> **Goal of the exercise**
Set down precisely the lines from the line with "the form [490,212]." through the end of the material, inclusive, and no pictures.
# start of Supplied information
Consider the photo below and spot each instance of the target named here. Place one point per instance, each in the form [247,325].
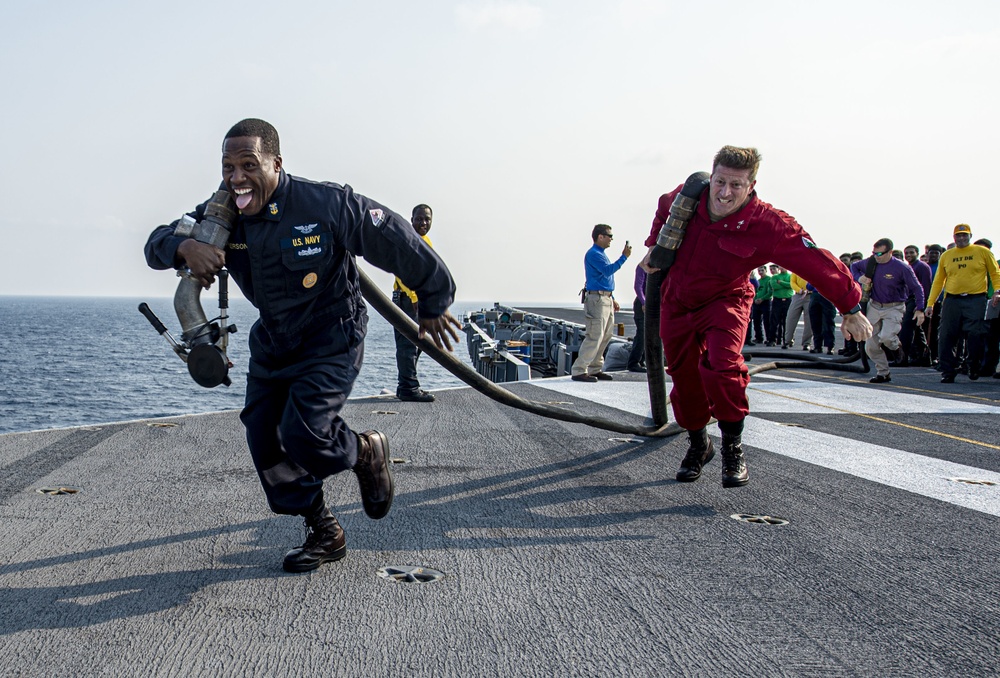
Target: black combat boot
[699,453]
[734,466]
[374,473]
[325,542]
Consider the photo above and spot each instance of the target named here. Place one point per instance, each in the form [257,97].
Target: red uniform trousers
[703,352]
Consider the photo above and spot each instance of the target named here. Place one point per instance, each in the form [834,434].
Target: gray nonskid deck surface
[567,550]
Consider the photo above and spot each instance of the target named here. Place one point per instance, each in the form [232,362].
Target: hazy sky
[522,123]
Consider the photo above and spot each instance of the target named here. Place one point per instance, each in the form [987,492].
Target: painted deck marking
[925,476]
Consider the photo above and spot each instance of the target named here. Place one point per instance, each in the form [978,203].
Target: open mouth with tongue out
[243,197]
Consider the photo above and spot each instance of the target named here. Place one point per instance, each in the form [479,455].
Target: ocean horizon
[79,361]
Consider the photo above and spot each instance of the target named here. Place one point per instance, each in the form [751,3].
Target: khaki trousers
[886,321]
[600,320]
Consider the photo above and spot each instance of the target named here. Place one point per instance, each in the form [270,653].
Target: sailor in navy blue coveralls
[294,259]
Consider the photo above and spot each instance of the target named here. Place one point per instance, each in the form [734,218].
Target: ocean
[77,361]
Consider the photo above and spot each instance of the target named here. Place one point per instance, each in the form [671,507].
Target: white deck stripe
[908,471]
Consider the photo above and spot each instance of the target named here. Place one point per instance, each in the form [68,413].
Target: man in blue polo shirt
[599,305]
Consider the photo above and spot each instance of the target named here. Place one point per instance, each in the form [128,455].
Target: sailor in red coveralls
[706,299]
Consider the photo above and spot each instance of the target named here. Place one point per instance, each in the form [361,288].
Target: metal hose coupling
[203,344]
[672,232]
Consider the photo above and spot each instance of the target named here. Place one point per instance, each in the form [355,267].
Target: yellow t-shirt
[398,285]
[964,271]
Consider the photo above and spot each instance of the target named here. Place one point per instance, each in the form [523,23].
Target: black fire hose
[388,310]
[655,377]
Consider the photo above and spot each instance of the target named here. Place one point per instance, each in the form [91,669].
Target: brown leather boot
[734,466]
[374,473]
[699,453]
[324,543]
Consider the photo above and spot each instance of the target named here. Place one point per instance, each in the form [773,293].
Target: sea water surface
[74,361]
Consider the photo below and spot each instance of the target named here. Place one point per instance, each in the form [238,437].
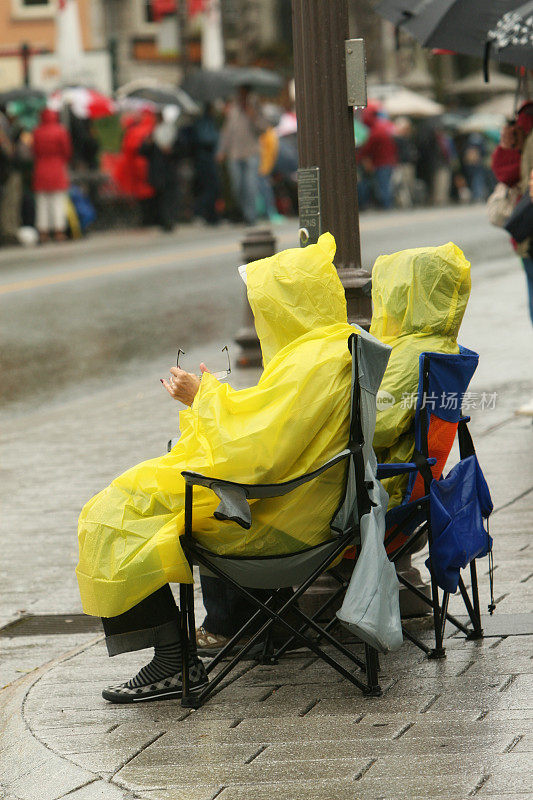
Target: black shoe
[166,689]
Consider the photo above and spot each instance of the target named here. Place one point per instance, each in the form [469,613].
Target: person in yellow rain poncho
[291,422]
[419,298]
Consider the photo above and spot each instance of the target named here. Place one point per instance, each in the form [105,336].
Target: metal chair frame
[197,554]
[437,603]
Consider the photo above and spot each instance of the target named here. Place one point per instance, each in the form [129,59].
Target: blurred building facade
[31,23]
[139,32]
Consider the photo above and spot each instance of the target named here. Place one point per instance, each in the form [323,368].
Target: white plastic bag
[371,607]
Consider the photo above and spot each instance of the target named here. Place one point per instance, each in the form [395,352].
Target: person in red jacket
[52,150]
[131,170]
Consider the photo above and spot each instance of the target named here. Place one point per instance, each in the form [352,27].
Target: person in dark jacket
[52,150]
[204,144]
[161,151]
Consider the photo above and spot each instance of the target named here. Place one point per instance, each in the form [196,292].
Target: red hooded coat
[52,150]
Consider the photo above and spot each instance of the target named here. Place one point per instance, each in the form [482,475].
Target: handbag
[459,504]
[520,223]
[500,204]
[371,606]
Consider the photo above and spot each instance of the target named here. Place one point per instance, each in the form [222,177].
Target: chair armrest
[392,470]
[234,496]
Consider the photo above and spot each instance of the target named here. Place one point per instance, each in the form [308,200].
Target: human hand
[183,385]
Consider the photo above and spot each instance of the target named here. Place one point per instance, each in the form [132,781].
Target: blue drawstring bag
[459,505]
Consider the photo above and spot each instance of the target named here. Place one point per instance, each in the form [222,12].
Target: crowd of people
[242,168]
[407,162]
[236,161]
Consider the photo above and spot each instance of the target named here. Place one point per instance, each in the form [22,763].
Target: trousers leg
[153,621]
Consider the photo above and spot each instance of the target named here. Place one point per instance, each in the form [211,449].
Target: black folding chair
[277,573]
[437,420]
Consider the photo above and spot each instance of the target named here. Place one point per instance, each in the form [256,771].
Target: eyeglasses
[218,375]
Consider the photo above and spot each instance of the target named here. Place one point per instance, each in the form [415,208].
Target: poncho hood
[420,291]
[293,293]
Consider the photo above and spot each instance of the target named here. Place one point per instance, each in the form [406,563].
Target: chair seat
[269,572]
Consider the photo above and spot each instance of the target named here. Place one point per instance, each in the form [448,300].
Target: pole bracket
[355,72]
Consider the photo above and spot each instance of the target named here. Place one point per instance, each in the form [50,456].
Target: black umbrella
[209,85]
[159,95]
[459,25]
[399,11]
[512,37]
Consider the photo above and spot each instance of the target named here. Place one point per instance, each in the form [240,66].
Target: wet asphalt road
[82,314]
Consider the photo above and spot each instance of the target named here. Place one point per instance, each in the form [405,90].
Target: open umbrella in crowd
[512,37]
[461,26]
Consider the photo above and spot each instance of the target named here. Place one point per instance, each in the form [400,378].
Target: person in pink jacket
[52,150]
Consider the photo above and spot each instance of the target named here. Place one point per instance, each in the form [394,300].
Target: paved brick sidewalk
[452,729]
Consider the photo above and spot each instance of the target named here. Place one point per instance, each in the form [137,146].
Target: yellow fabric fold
[294,420]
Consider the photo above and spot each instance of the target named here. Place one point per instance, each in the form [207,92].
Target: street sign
[309,205]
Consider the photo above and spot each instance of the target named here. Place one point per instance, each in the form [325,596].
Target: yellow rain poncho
[419,298]
[294,420]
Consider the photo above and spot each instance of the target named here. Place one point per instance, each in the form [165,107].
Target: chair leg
[438,651]
[372,670]
[184,631]
[188,644]
[475,614]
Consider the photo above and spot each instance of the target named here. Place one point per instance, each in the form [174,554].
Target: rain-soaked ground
[83,314]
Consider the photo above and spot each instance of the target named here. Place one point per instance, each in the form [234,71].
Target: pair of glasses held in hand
[221,374]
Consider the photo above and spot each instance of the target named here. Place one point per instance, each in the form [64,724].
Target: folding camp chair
[298,570]
[443,380]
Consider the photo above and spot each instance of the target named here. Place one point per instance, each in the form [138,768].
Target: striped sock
[166,662]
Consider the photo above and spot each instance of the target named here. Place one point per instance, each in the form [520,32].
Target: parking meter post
[326,145]
[257,243]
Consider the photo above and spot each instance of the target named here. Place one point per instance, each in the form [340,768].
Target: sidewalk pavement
[453,729]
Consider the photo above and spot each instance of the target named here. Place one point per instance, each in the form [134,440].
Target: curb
[29,769]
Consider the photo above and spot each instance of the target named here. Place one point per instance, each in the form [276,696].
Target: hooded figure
[419,298]
[293,421]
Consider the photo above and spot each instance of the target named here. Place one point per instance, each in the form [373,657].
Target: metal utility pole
[326,148]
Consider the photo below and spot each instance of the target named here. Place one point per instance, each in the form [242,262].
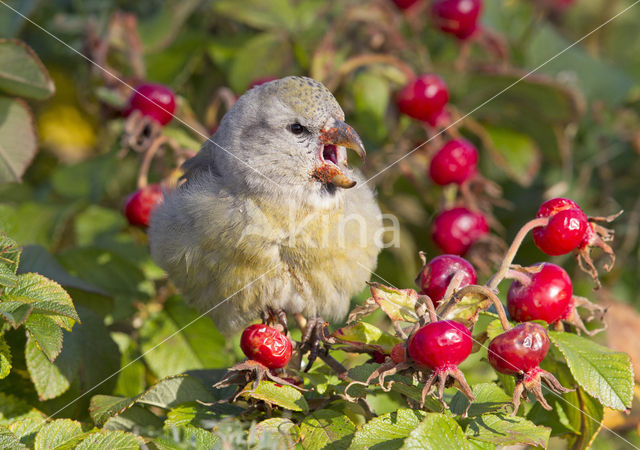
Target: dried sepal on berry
[596,235]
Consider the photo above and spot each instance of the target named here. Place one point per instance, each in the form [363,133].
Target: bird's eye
[296,128]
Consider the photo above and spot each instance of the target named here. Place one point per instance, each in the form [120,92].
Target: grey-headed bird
[268,218]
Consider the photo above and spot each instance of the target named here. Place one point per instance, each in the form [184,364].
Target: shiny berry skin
[423,98]
[548,296]
[139,205]
[153,100]
[435,276]
[455,162]
[521,348]
[455,230]
[567,227]
[266,345]
[440,345]
[405,4]
[457,17]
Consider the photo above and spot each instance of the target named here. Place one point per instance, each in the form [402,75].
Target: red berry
[548,296]
[567,227]
[261,80]
[153,100]
[139,205]
[266,345]
[521,348]
[440,345]
[405,4]
[434,278]
[424,98]
[455,162]
[455,230]
[457,17]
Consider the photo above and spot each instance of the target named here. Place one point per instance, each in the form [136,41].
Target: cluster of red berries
[157,103]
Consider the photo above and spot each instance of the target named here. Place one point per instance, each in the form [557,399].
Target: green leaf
[18,143]
[605,374]
[280,395]
[16,313]
[387,431]
[398,304]
[89,357]
[35,258]
[5,358]
[9,440]
[59,434]
[108,440]
[507,430]
[326,428]
[46,334]
[26,428]
[102,407]
[47,377]
[367,336]
[436,431]
[22,73]
[9,260]
[276,432]
[174,390]
[514,152]
[46,296]
[489,398]
[178,339]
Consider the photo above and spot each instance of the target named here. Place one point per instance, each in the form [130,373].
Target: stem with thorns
[511,253]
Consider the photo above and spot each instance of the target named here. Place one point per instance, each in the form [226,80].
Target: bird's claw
[315,334]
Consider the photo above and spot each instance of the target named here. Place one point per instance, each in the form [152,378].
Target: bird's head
[292,131]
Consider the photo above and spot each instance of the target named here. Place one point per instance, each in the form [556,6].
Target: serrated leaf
[277,431]
[507,430]
[389,429]
[46,334]
[59,434]
[489,398]
[108,440]
[26,428]
[436,431]
[605,374]
[366,335]
[9,440]
[47,378]
[398,304]
[13,408]
[326,428]
[280,395]
[5,358]
[18,144]
[22,73]
[9,260]
[102,407]
[174,390]
[46,296]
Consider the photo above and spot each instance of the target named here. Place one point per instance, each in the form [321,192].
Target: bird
[268,217]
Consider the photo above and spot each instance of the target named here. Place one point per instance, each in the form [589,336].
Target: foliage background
[573,133]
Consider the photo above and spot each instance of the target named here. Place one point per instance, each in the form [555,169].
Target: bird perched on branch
[268,219]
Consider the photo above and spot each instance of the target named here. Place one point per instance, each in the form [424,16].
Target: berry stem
[143,173]
[495,280]
[488,293]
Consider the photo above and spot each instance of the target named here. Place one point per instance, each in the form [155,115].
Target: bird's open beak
[336,137]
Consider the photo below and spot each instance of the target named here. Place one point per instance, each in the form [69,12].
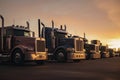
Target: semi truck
[104,52]
[111,52]
[92,50]
[62,47]
[18,45]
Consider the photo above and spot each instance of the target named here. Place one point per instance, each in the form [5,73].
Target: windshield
[92,47]
[61,35]
[21,33]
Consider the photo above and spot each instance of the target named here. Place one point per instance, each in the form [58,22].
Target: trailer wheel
[17,57]
[40,62]
[76,61]
[61,56]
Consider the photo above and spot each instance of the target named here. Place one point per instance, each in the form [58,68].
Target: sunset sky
[99,19]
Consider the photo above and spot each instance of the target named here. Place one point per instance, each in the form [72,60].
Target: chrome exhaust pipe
[28,25]
[65,27]
[43,33]
[61,27]
[2,32]
[39,28]
[53,36]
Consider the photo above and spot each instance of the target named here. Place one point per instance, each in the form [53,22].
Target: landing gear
[18,57]
[61,56]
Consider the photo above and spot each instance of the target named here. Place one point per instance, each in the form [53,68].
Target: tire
[18,57]
[76,61]
[61,56]
[39,62]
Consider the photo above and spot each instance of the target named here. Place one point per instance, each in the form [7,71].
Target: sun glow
[114,43]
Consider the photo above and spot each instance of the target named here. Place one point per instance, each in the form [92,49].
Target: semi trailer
[61,47]
[18,45]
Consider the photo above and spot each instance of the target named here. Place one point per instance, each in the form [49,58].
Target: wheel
[17,57]
[39,62]
[76,61]
[61,56]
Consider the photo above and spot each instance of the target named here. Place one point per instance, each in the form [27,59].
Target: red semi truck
[17,45]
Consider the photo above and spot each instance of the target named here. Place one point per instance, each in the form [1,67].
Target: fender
[64,47]
[21,47]
[60,47]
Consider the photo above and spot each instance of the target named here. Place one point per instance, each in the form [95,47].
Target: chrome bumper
[96,55]
[77,56]
[36,56]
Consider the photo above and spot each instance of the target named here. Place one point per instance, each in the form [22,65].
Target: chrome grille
[97,48]
[40,46]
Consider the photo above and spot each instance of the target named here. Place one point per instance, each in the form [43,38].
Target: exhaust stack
[39,28]
[28,25]
[61,27]
[53,36]
[43,33]
[65,27]
[2,32]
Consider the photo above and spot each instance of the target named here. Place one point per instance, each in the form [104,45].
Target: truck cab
[104,52]
[62,47]
[18,45]
[92,51]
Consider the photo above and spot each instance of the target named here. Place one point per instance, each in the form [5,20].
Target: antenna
[84,35]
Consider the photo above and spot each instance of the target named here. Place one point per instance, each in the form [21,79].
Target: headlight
[70,49]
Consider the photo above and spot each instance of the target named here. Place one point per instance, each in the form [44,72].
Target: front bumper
[105,55]
[36,56]
[96,55]
[75,56]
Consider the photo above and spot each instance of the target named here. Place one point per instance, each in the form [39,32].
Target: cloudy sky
[99,19]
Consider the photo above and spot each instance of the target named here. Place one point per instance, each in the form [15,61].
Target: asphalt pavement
[100,69]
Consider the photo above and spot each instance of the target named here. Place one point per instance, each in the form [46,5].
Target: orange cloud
[112,8]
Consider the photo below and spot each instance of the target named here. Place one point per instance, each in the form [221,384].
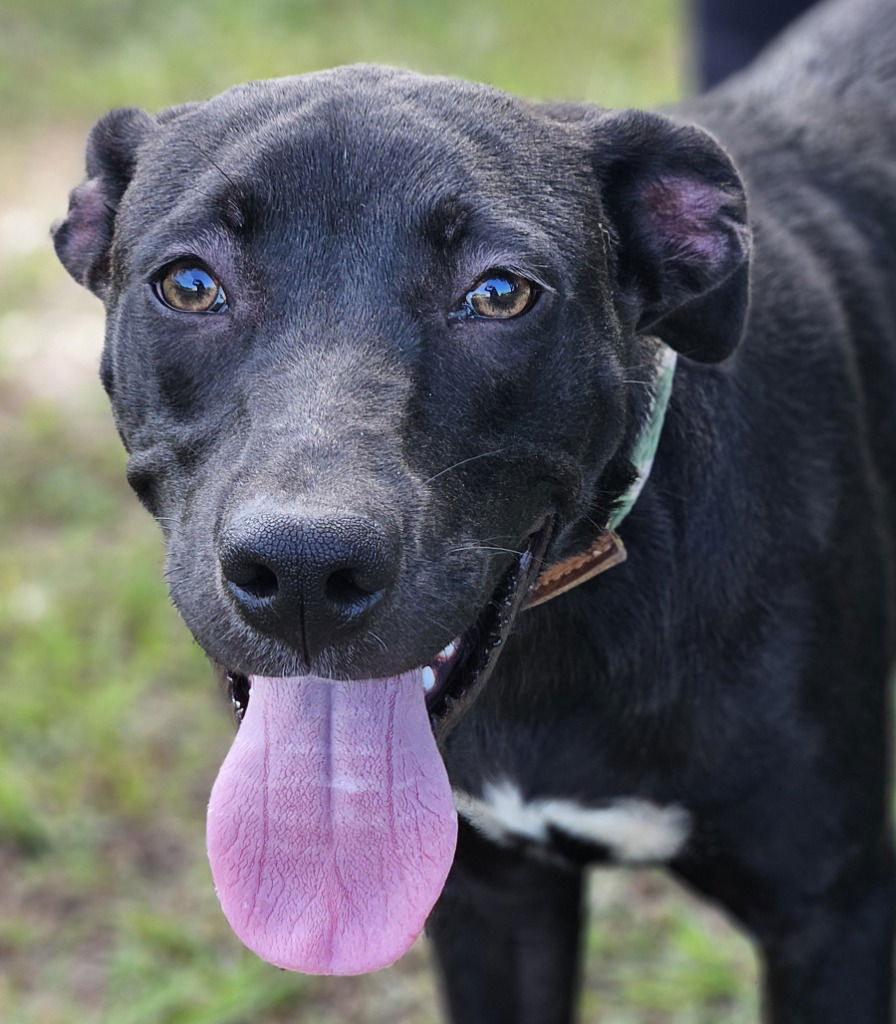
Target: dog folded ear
[83,240]
[679,213]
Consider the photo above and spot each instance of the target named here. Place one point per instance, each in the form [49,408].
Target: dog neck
[608,549]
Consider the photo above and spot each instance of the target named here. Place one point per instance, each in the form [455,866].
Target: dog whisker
[463,462]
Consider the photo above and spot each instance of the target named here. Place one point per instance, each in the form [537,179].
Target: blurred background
[112,726]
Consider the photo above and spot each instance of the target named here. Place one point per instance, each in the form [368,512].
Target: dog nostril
[342,588]
[256,580]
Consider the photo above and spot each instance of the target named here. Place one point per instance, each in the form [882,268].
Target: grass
[112,729]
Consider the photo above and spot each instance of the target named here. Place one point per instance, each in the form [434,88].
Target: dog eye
[188,287]
[499,295]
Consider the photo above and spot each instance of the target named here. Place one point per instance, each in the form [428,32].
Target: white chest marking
[633,829]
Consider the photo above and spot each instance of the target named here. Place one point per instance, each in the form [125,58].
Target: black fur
[736,664]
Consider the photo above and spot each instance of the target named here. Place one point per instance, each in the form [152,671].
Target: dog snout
[308,581]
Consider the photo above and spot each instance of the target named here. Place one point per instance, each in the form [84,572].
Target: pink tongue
[331,825]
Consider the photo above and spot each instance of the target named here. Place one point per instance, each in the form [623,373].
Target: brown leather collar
[606,551]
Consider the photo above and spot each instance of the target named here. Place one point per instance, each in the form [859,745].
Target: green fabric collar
[608,549]
[665,359]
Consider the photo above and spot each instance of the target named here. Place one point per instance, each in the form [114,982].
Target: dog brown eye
[500,295]
[188,287]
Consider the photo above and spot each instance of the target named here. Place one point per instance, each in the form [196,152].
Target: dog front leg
[837,965]
[507,933]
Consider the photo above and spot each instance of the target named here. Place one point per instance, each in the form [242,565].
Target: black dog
[381,347]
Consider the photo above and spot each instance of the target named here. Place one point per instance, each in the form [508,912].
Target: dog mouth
[331,826]
[455,677]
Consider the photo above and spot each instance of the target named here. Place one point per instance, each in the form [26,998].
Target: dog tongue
[331,825]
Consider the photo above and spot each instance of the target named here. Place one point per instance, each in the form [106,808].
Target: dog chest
[628,829]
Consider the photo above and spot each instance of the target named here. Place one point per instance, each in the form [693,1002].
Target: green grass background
[111,727]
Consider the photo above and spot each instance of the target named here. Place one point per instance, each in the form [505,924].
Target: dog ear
[83,240]
[679,213]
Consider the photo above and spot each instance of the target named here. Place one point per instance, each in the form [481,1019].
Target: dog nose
[307,581]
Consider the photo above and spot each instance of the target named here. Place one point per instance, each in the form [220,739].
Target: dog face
[369,338]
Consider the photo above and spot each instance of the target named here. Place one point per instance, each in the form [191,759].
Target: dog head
[370,338]
[368,331]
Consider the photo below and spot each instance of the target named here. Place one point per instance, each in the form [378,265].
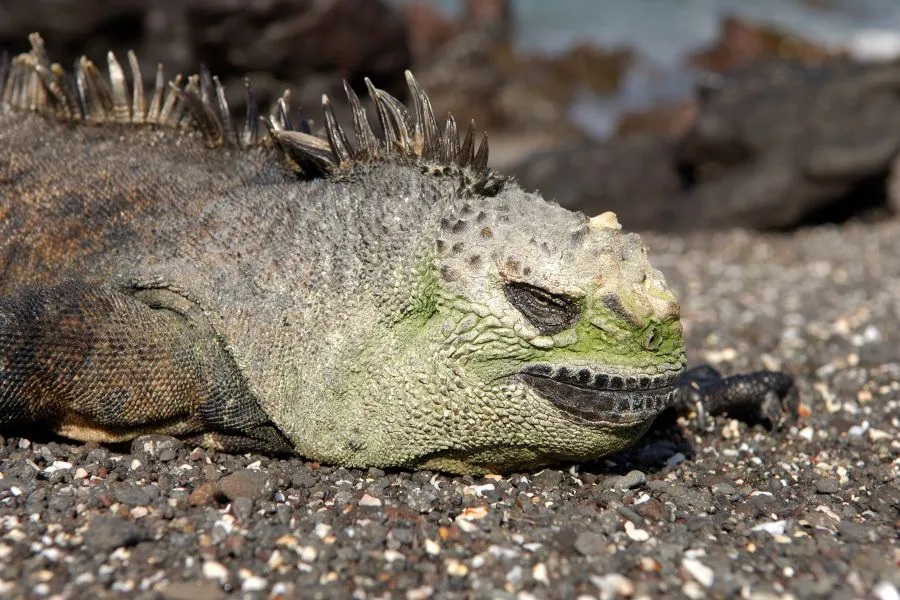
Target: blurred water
[664,31]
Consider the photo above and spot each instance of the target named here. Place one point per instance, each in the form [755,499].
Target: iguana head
[550,338]
[524,333]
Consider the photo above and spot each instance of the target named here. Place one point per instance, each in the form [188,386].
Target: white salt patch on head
[874,45]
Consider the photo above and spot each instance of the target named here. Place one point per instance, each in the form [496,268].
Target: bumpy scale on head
[548,337]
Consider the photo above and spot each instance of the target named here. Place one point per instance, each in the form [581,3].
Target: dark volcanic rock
[774,146]
[294,42]
[106,533]
[634,177]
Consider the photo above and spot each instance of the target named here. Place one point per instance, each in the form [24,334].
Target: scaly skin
[400,306]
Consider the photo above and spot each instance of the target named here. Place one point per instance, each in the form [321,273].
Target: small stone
[675,459]
[107,532]
[432,547]
[130,494]
[456,568]
[548,478]
[139,512]
[632,479]
[703,574]
[539,573]
[215,570]
[159,447]
[254,583]
[368,500]
[192,591]
[589,543]
[242,508]
[202,494]
[853,532]
[723,489]
[828,485]
[638,535]
[245,483]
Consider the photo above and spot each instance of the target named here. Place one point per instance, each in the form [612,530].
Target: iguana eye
[549,313]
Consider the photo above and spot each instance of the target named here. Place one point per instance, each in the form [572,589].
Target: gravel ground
[809,512]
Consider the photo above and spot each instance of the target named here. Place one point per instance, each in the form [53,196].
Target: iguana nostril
[653,339]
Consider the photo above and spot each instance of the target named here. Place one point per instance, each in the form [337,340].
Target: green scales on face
[385,301]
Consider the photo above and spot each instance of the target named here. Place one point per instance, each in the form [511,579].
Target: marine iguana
[388,302]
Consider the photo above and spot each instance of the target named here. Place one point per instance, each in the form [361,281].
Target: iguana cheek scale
[389,301]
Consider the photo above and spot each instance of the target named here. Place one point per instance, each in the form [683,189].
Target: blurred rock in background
[781,131]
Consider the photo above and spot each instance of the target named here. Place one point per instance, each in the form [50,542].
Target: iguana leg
[767,395]
[95,364]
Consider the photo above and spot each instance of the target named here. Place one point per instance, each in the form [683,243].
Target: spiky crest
[31,82]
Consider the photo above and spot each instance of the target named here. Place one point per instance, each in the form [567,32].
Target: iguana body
[392,303]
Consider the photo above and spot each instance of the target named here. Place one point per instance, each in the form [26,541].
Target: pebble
[368,500]
[246,483]
[105,533]
[192,591]
[703,574]
[242,508]
[828,485]
[215,570]
[638,535]
[591,544]
[130,494]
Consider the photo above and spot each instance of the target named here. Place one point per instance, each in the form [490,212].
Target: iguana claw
[768,396]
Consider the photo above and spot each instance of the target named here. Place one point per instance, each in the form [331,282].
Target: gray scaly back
[31,82]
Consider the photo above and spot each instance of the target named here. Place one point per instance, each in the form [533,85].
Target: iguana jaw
[594,398]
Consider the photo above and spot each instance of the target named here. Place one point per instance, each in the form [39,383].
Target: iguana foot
[768,396]
[95,364]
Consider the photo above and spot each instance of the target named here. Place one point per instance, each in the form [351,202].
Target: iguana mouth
[597,397]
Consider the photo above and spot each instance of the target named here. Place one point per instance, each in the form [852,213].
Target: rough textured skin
[392,313]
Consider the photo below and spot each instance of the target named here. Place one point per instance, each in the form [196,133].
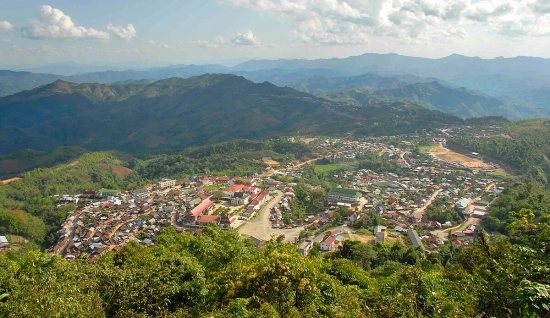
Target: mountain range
# end of Supplied information
> **Full response**
Consider the photo above and spot each instance of the target named here. Place one point per instance, each in the form [490,212].
Target: iguana claw
[768,396]
Consider the photo above and spot each instance of the target named here. Place one point per instance, each in the form [331,282].
Target: gray scaly back
[31,82]
Consider the photo above and spot each instance of the target named here. Place one point per instance, each in the form [533,85].
Target: iguana jaw
[594,398]
Consider the photo above and spot each instance of the target named here. Place one point per instance, each in the form [39,383].
Target: iguana foot
[768,396]
[95,364]
Consider the photo above and spot each instance of the target named here. Place one point per instance, each in the form [351,202].
Target: iguana mouth
[597,397]
Consider the photo above and spot each instance of the target named here. Place one point per instance, each in the form [852,213].
Target: rough textured skin
[392,313]
Consider the photo below and spot each instance of the target named here. Place one point per instance, each in the form [196,133].
Target: mountain range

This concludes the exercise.